[Dataset entries]
++++++++++

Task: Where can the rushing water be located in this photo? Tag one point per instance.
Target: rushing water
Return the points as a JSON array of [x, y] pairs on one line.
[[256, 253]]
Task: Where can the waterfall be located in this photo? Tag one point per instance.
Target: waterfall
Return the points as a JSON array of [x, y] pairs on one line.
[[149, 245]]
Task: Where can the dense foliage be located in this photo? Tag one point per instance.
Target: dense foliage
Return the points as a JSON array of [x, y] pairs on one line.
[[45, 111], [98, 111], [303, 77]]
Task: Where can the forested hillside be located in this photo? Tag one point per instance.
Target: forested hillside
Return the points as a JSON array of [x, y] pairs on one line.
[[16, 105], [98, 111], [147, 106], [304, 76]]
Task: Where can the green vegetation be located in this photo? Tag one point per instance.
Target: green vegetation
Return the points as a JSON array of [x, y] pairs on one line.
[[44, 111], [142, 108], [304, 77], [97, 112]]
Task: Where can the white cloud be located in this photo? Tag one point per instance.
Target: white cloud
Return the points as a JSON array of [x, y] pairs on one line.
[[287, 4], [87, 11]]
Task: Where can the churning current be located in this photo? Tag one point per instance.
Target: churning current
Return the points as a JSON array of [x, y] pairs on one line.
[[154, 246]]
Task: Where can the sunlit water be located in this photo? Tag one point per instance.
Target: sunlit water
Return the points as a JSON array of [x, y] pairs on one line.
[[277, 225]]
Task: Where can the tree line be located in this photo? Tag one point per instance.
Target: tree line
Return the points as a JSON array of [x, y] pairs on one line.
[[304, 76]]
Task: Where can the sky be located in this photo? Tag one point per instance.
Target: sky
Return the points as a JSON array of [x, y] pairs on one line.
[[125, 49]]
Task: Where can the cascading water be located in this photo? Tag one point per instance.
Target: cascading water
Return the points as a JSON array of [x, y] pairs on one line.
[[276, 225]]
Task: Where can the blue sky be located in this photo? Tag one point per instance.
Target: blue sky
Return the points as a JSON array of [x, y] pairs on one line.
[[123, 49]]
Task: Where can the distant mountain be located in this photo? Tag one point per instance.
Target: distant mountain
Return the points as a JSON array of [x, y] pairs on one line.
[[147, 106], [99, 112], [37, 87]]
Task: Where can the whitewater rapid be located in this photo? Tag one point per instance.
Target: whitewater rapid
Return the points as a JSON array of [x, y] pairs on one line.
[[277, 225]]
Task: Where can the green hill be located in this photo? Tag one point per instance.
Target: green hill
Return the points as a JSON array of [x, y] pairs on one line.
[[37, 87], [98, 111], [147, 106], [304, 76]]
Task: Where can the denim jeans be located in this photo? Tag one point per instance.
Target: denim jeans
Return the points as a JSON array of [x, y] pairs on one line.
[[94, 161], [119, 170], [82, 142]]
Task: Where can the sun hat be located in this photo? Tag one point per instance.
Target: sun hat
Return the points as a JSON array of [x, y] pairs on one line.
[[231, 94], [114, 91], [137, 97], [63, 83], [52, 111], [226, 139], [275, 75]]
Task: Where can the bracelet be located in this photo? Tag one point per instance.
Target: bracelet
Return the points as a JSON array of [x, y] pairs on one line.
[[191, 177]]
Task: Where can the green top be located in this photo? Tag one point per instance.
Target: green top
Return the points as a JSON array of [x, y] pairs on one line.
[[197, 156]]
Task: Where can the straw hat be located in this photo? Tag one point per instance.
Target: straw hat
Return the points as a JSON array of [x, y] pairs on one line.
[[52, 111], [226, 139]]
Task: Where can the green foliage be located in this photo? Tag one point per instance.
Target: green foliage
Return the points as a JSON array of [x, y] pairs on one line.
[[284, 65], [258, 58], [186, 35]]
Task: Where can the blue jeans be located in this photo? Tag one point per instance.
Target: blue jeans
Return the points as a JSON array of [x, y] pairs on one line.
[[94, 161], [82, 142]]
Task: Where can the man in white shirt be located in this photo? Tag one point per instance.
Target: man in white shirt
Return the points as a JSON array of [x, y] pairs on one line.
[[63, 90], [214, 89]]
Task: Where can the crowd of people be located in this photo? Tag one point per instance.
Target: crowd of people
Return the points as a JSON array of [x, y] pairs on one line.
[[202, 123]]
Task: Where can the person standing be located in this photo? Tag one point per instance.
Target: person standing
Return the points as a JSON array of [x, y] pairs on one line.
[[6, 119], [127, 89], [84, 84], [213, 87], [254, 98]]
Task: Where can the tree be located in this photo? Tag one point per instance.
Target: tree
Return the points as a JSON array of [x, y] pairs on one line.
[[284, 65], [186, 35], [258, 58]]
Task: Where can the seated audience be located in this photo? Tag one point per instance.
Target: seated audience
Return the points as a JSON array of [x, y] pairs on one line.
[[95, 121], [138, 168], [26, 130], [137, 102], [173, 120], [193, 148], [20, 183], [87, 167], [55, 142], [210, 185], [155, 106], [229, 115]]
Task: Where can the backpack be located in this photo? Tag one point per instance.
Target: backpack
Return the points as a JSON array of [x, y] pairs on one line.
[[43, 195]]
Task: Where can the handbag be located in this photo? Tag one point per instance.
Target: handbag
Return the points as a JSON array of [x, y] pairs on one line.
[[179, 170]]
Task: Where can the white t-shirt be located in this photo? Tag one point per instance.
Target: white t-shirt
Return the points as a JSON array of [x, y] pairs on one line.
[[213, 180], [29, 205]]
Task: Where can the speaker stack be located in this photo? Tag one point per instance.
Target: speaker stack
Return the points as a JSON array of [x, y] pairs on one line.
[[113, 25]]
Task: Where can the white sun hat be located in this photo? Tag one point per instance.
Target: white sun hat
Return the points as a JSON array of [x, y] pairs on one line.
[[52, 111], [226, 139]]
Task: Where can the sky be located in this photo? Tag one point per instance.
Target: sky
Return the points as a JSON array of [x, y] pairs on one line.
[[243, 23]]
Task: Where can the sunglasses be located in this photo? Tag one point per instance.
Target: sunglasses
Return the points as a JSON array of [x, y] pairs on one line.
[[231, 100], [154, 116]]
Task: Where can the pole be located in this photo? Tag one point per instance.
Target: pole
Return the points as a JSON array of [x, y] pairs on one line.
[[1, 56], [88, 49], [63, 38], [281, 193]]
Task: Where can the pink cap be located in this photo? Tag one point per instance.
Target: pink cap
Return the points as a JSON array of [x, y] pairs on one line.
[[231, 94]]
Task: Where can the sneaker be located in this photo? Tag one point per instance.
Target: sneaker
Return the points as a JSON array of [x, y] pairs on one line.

++++++++++

● WORK TO COMPLETE
Take the lines above from the one containing "Target: green vegetation" to the one containing "Target: sunlit water" and retype them exactly, both ends included, with nothing added.

● SOLVED PROBLEM
Target: green vegetation
Return the points as a JSON array of [x, y] pairs on one line.
[[44, 111], [142, 108], [304, 77], [97, 112]]
Task: Where can the white cloud be located in this photo? Tag one point per instance.
Target: white cloud
Return the points as a JSON array of [x, y] pairs on one line.
[[287, 4], [87, 11]]
Task: Where can the churning current be located in this photo? Tag one point per instance.
Target: churning current
Return the points as a JSON array of [x, y] pairs on one line.
[[154, 246]]
Task: Where can the sunlit water be located in this photo? Tag one point per instance.
Target: sunlit water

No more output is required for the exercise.